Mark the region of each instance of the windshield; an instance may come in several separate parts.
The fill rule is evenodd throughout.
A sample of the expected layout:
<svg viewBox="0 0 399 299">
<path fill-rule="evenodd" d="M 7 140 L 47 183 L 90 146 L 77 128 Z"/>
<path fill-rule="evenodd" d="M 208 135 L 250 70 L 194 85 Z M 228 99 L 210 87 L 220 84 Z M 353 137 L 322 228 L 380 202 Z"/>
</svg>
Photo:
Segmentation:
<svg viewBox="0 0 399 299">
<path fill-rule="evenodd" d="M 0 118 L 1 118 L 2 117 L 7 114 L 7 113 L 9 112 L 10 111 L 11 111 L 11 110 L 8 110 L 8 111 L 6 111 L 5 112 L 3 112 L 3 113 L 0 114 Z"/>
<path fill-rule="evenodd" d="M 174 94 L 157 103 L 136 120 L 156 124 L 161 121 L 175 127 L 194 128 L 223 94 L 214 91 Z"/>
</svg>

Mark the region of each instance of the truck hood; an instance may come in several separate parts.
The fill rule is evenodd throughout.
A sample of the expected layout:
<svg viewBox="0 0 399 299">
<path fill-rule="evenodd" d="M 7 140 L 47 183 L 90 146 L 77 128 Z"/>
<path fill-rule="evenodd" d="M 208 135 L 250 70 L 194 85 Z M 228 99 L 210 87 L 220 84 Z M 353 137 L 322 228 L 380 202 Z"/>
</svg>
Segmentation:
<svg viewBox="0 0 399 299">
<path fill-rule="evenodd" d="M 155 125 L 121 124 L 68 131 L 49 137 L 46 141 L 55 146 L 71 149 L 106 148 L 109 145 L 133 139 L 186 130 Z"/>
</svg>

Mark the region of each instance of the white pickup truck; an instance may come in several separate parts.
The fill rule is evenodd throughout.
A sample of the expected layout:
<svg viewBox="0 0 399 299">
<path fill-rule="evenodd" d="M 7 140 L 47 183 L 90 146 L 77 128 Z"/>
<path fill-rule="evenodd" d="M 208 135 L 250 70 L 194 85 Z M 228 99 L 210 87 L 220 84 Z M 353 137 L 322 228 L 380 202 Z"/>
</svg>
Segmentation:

**The problem**
Arrange every line of the entries above into a single numbered list, skipping any blank lines.

**Correct response**
1. Mark the region of each instance of the windshield; an instance may come in several separate parts.
2. The fill rule is evenodd throughout.
3. A sample of the expected layout:
4. <svg viewBox="0 0 399 299">
5. <path fill-rule="evenodd" d="M 7 140 L 47 183 L 90 146 L 77 128 Z"/>
6. <path fill-rule="evenodd" d="M 208 135 L 250 70 L 194 85 Z M 228 99 L 210 87 L 220 84 Z M 353 137 L 322 228 L 380 202 Z"/>
7. </svg>
8. Photo:
9. Segmentation:
10. <svg viewBox="0 0 399 299">
11. <path fill-rule="evenodd" d="M 0 118 L 1 118 L 2 117 L 7 114 L 7 113 L 9 112 L 10 111 L 11 111 L 11 110 L 8 110 L 8 111 L 6 111 L 5 112 L 3 112 L 3 113 L 0 114 Z"/>
12. <path fill-rule="evenodd" d="M 174 94 L 157 103 L 136 120 L 156 124 L 161 121 L 175 127 L 194 128 L 223 94 L 214 91 Z"/>
13. </svg>
14. Mark the region of each instance of the truck hood; an instance may come in several separate parts.
15. The fill rule is evenodd throughout.
16. A sample of the expected layout:
17. <svg viewBox="0 0 399 299">
18. <path fill-rule="evenodd" d="M 7 140 L 47 183 L 90 146 L 77 128 Z"/>
19. <path fill-rule="evenodd" d="M 208 135 L 250 70 L 194 85 Z M 228 99 L 210 87 L 220 84 Z M 353 137 L 322 228 L 380 202 Z"/>
20. </svg>
21. Segmentation:
22. <svg viewBox="0 0 399 299">
23. <path fill-rule="evenodd" d="M 155 125 L 121 124 L 68 131 L 49 137 L 46 141 L 55 146 L 71 149 L 106 148 L 109 145 L 133 139 L 186 130 Z"/>
24. </svg>
25. Mark the region of each instance of the white pickup truck; an instance may come in several separate parts.
26. The fill rule is evenodd throughout.
27. A sample of the expected layout:
28. <svg viewBox="0 0 399 299">
29. <path fill-rule="evenodd" d="M 7 140 L 47 183 L 90 146 L 77 128 Z"/>
30. <path fill-rule="evenodd" d="M 208 135 L 250 70 L 194 85 Z M 228 99 L 210 87 L 220 84 Z M 353 137 L 322 228 L 380 202 Z"/>
31. </svg>
32. Segmentation:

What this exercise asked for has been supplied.